╭─ Material for this exercise
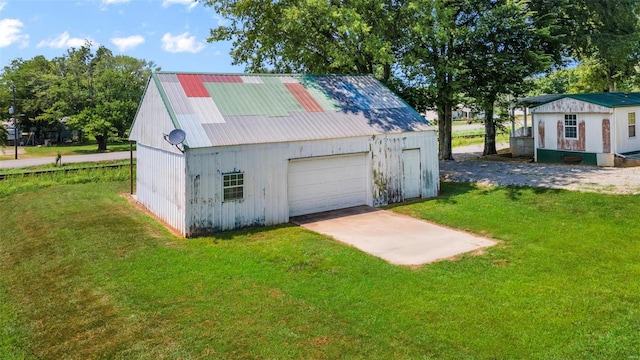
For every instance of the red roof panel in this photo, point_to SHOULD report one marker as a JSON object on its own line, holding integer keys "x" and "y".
{"x": 193, "y": 86}
{"x": 304, "y": 98}
{"x": 221, "y": 78}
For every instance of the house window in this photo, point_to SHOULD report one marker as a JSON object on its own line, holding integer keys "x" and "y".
{"x": 233, "y": 186}
{"x": 570, "y": 126}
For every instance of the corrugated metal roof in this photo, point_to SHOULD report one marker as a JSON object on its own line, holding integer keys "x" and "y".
{"x": 609, "y": 99}
{"x": 250, "y": 109}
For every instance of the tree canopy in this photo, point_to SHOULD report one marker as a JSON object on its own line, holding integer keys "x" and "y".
{"x": 431, "y": 52}
{"x": 92, "y": 91}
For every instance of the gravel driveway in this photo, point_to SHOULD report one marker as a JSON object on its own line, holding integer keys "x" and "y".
{"x": 470, "y": 168}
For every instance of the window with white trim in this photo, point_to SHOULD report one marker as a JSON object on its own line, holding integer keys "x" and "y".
{"x": 233, "y": 186}
{"x": 570, "y": 126}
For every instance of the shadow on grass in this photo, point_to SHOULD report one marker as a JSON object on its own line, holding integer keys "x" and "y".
{"x": 247, "y": 235}
{"x": 449, "y": 191}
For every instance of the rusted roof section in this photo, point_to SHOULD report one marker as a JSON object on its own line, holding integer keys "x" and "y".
{"x": 250, "y": 109}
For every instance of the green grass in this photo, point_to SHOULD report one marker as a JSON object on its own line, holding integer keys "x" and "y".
{"x": 84, "y": 274}
{"x": 63, "y": 149}
{"x": 64, "y": 167}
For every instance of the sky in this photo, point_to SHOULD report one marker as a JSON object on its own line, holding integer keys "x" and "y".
{"x": 171, "y": 33}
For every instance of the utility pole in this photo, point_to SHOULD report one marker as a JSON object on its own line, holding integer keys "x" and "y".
{"x": 12, "y": 112}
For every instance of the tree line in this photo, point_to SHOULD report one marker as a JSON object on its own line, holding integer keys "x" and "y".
{"x": 95, "y": 92}
{"x": 436, "y": 52}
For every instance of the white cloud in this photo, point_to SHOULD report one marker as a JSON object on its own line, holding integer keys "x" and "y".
{"x": 190, "y": 4}
{"x": 181, "y": 43}
{"x": 11, "y": 33}
{"x": 63, "y": 41}
{"x": 126, "y": 43}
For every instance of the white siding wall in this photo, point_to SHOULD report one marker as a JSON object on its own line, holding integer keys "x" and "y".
{"x": 593, "y": 129}
{"x": 623, "y": 143}
{"x": 153, "y": 121}
{"x": 160, "y": 185}
{"x": 265, "y": 168}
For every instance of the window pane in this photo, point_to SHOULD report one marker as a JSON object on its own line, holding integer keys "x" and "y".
{"x": 232, "y": 186}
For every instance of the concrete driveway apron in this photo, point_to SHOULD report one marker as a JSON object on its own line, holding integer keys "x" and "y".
{"x": 396, "y": 238}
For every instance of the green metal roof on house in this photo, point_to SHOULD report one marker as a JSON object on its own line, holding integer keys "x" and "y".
{"x": 224, "y": 109}
{"x": 606, "y": 99}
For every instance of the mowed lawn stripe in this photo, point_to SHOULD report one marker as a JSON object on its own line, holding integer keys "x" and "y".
{"x": 86, "y": 275}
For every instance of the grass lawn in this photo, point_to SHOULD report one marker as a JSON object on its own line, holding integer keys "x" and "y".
{"x": 83, "y": 274}
{"x": 63, "y": 149}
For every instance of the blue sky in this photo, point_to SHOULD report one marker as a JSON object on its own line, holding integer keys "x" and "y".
{"x": 171, "y": 33}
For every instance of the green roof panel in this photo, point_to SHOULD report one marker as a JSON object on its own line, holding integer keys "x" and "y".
{"x": 237, "y": 99}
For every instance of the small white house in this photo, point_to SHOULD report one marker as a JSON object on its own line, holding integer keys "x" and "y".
{"x": 586, "y": 128}
{"x": 256, "y": 150}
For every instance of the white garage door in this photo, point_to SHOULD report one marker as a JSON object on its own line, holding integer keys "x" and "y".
{"x": 326, "y": 183}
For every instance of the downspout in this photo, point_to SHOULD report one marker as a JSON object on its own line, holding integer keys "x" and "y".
{"x": 534, "y": 135}
{"x": 131, "y": 166}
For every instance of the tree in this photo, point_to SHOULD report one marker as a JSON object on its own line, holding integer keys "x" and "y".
{"x": 605, "y": 34}
{"x": 312, "y": 36}
{"x": 111, "y": 89}
{"x": 97, "y": 91}
{"x": 503, "y": 49}
{"x": 437, "y": 31}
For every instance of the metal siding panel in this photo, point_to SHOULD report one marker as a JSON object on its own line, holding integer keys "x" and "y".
{"x": 152, "y": 121}
{"x": 160, "y": 185}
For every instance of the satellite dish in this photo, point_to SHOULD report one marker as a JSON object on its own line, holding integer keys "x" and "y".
{"x": 176, "y": 137}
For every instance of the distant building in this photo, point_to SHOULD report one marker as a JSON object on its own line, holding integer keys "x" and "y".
{"x": 586, "y": 128}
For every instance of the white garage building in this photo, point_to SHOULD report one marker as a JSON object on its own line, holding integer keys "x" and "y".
{"x": 255, "y": 150}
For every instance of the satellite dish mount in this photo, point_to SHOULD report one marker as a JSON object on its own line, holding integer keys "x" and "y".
{"x": 176, "y": 138}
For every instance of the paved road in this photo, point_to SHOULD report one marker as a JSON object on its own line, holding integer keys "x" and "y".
{"x": 21, "y": 163}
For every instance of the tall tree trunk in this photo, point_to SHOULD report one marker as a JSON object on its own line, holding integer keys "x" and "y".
{"x": 102, "y": 142}
{"x": 489, "y": 129}
{"x": 445, "y": 129}
{"x": 610, "y": 81}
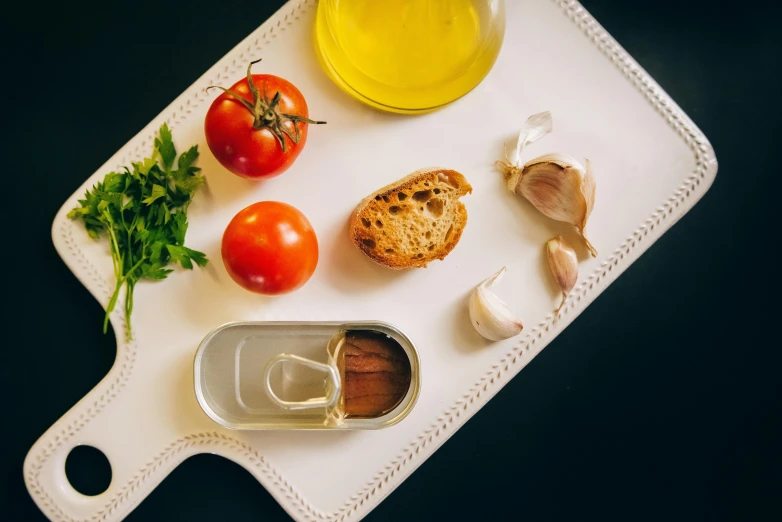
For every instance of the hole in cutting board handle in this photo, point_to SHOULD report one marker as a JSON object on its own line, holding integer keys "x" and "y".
{"x": 88, "y": 470}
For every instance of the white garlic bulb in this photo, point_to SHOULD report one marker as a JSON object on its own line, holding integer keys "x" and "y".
{"x": 489, "y": 315}
{"x": 559, "y": 186}
{"x": 563, "y": 262}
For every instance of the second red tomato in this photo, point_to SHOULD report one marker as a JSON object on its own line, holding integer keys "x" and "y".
{"x": 270, "y": 248}
{"x": 258, "y": 127}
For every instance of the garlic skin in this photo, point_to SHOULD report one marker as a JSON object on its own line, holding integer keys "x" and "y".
{"x": 560, "y": 188}
{"x": 563, "y": 262}
{"x": 489, "y": 315}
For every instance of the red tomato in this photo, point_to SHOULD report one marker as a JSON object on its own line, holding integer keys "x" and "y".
{"x": 270, "y": 248}
{"x": 258, "y": 140}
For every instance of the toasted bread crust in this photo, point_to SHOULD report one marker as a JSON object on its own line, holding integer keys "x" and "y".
{"x": 390, "y": 229}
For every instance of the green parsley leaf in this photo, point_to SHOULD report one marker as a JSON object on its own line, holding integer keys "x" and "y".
{"x": 143, "y": 212}
{"x": 164, "y": 145}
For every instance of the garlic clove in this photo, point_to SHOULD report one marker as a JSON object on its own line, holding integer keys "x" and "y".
{"x": 560, "y": 188}
{"x": 563, "y": 262}
{"x": 536, "y": 126}
{"x": 489, "y": 315}
{"x": 552, "y": 183}
{"x": 588, "y": 190}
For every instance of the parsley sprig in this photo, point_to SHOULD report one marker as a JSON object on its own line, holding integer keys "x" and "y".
{"x": 143, "y": 211}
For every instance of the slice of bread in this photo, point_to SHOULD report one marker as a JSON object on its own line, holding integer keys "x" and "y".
{"x": 411, "y": 222}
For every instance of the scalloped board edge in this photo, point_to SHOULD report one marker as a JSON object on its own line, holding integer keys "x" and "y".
{"x": 387, "y": 479}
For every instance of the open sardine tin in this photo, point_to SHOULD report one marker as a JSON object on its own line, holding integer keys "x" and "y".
{"x": 307, "y": 375}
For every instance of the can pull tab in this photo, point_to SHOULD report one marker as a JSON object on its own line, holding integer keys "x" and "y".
{"x": 333, "y": 384}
╰─
### Problem requirements:
Output the line bearing "For every instance of the toasted" along with all the lines after it through the end of the entries, exactly, and no other lines.

### Worked solution:
For every instance of the toasted bread crust in this photo, point_to SHOULD report one marker as a JSON object on its own line, holding integer keys "x" and "y".
{"x": 390, "y": 229}
For every instance of the green parsley leaf in this photo, point_to SHOULD report one marker as a JSON object on its own line, holding integer keys "x" and "y".
{"x": 143, "y": 212}
{"x": 164, "y": 145}
For every instance of the garlic clove in this photo, point_to SHOULD report one marker as a JSON object on its own line, holding integer keys "x" and "y".
{"x": 560, "y": 188}
{"x": 563, "y": 262}
{"x": 536, "y": 126}
{"x": 489, "y": 315}
{"x": 552, "y": 183}
{"x": 588, "y": 190}
For every instance of the parsley sprig in this photo, point_to SHOULD report one marker as a JSON object on its own line, holding integer keys "x" and "y".
{"x": 143, "y": 211}
For every instance of the slice of bread in this photo, point_to SHOULD report one marker as a JSON object on its own line, holding integer keys "x" and "y".
{"x": 411, "y": 222}
For every instance of the scalloped board edge in this photo, point_to SHOULD report one marker as a JSON object on its own line, holding integer keys "x" and "y".
{"x": 387, "y": 479}
For every instance of the open sardine tin in this photo, point_to SHOULD report one marker as a JSON object on its own line, holding integer keys "x" and "y".
{"x": 307, "y": 375}
For every instance of the can pull tab in this photo, point_to SHOULD report one marker as a JSON object on its own line, holding integer keys "x" and "y".
{"x": 333, "y": 384}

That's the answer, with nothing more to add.